(Page excerpt Opens)
The X Factor: The Singularity- Some science and technology prognosticators think that in the next 50 to 100 years (or even sooner) a totally unique phenomenon in history will occur that will permanently alter our civilization. The theory is that the rate of human technological progress has been increasing exponentially, and eventually the rate of change will be so fast that inventions of the Guttenberg moveable type and assembly line magnitude will be occurring around the planet every single second. Will it happen is anyone’s guess, but if it does there is absolutely no way to know what life will be like afterwards. Maybe it’s utopia, maybe apocalypse, or maybe nothing at all (shades of y2k bug). It sounds like religious prophesizing to some, but faith plays to no part here, and I for one am curious, more curious than anything else I can think of, including whether we’re alone in this universe and what happens after we die, as to whether the singularity is real and what it will be like if it occurs.

Of course, all of the above assumes that we don’t manage to somehow wipe ourselves out in the next 50 years. Frankly, I wouldn’t put it past us to trip at the finish line.
(Page excerpt Closes)
Exercises to complete
1. List the possible outcomes of the singularity that the passage on the singularity names.
2. Reproduce the passage on the singularity word for word, starting with "Of course, all" and going on through "the finish line.".
3. According to the passage on the singularity, within what span of time do some prognosticators expect the singularity to occur?
The lines after this point are separate material and do not belong to the passage on the singularity.
(Excerpted records Opens)
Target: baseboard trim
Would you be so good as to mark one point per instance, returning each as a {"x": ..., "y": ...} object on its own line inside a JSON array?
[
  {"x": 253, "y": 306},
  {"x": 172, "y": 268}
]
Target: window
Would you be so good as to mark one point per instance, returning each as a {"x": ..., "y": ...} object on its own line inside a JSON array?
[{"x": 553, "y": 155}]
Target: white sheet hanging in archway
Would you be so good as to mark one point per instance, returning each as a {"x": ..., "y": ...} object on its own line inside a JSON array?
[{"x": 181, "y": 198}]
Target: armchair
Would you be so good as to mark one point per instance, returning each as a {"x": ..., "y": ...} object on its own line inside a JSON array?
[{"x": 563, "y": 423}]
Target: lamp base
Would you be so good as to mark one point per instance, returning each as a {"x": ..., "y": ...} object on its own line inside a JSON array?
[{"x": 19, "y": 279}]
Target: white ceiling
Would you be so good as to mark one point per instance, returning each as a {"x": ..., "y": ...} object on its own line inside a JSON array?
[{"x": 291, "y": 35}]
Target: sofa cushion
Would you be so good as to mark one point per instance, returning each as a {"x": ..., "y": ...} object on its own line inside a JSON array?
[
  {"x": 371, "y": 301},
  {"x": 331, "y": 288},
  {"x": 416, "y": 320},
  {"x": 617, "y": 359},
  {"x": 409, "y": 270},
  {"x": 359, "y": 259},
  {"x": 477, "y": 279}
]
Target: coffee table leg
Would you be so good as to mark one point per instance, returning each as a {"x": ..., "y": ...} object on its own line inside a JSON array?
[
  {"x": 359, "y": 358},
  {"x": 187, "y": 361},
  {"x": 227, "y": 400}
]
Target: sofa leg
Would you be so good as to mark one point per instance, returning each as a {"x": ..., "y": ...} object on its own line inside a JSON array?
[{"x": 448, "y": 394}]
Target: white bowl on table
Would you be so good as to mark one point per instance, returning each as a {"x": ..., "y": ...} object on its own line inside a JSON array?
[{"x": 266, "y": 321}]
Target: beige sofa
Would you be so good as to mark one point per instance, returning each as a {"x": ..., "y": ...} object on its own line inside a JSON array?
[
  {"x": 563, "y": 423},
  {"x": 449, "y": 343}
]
(Excerpted records Closes)
Results for the exercise
1. Utopia, apocalypse, and nothing at all.

2.
Of course, all of the above assumes that we don’t manage to somehow wipe ourselves out in the next 50 years. Frankly, I wouldn’t put it past us to trip at the finish line.

3. In the next 50 to 100 years, or even sooner.